# [WHAT IS EXPECTED]
Give the data from the line with "What to find: handbag" to the line with "[431,198,440,207]" as a two-column CSV with columns "text" and "boxes", one row per item: its wording in the first column and its coordinates in the second. Wrap each field in double quotes and replace line breaks with spaces.

# [MATERIALS PROVIDED]

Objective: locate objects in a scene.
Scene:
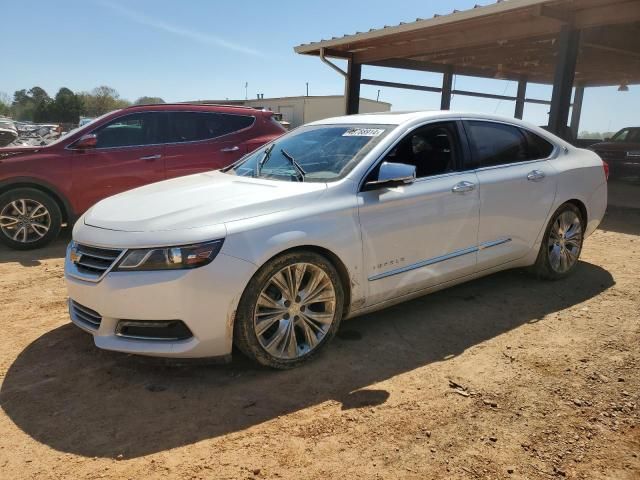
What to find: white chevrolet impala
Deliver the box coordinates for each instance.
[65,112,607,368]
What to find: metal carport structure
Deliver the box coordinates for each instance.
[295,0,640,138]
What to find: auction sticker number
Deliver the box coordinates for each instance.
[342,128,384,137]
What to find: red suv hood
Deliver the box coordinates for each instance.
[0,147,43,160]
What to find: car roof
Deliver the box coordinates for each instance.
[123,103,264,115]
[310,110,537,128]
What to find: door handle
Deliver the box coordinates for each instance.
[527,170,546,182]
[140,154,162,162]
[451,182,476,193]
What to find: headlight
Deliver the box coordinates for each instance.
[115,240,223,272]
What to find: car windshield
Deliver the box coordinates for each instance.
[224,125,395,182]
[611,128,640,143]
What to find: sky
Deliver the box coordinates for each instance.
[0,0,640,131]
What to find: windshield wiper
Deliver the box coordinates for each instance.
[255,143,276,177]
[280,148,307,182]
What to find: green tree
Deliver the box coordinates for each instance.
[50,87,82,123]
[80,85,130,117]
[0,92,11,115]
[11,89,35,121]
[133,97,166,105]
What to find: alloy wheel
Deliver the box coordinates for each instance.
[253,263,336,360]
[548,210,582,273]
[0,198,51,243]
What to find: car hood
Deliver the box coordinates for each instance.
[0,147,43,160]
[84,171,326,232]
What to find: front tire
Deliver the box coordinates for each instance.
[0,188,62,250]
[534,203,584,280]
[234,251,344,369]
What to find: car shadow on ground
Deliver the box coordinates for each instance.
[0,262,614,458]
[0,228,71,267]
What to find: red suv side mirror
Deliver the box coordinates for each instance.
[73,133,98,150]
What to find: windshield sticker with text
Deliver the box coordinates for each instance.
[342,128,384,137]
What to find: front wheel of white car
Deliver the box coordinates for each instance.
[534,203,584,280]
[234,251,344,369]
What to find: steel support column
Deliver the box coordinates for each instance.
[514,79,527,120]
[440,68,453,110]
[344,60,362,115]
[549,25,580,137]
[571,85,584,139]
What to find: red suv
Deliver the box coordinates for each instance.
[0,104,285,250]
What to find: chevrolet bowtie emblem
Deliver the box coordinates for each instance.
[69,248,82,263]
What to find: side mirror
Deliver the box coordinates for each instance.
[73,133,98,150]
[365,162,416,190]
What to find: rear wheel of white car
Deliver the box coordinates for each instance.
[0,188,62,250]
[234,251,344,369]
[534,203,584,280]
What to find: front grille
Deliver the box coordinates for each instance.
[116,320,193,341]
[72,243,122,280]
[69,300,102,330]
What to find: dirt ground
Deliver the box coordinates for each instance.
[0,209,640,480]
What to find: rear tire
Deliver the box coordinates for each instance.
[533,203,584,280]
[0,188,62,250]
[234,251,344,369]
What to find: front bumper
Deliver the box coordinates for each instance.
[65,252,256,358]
--
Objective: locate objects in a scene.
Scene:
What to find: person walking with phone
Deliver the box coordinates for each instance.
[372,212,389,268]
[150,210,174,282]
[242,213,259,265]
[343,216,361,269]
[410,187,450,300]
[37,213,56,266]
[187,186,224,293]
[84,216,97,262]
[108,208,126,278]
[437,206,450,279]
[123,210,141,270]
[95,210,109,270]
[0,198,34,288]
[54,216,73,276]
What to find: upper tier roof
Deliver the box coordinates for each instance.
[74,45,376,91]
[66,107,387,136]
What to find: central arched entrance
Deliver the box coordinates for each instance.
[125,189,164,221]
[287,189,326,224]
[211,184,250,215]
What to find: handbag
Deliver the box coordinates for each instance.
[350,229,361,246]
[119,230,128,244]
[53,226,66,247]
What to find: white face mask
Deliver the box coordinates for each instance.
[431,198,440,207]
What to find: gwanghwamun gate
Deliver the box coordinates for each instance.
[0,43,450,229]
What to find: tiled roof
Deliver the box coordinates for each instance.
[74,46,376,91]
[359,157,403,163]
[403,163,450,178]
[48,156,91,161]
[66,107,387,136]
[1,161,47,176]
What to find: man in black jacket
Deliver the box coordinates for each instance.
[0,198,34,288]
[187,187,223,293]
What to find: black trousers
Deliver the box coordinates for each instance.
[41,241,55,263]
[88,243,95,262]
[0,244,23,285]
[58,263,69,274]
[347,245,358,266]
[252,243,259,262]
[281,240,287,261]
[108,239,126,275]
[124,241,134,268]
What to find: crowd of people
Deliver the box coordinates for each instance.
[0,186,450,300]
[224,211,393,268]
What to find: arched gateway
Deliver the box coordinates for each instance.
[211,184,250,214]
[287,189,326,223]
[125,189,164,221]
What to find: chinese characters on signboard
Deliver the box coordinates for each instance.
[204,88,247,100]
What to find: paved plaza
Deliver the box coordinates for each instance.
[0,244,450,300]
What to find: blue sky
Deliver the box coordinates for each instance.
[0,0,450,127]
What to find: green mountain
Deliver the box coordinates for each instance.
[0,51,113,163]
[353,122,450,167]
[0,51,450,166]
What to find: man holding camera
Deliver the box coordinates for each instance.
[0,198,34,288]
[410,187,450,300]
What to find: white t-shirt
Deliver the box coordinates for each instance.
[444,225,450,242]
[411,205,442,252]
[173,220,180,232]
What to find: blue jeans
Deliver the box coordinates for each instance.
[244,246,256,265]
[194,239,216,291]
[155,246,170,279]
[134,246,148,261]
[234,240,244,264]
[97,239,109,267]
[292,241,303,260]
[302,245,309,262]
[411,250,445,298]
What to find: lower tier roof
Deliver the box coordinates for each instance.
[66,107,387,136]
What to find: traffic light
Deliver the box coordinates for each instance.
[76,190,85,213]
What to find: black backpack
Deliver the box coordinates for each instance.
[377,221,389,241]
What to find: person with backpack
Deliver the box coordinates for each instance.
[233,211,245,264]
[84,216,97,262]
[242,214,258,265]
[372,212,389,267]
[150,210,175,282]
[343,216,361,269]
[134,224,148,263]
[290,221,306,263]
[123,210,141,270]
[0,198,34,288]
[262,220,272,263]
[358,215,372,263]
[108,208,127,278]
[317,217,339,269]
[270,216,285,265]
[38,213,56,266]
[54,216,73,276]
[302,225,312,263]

# [EXERCISE SOLUTION]
text,boxes
"What to find: handbag Deliver the box coordinates for each instance.","[350,229,361,246] [119,230,128,244] [53,226,66,247]"
"What to find: white face mask Deliver the box coordinates for each instance.","[431,198,440,207]"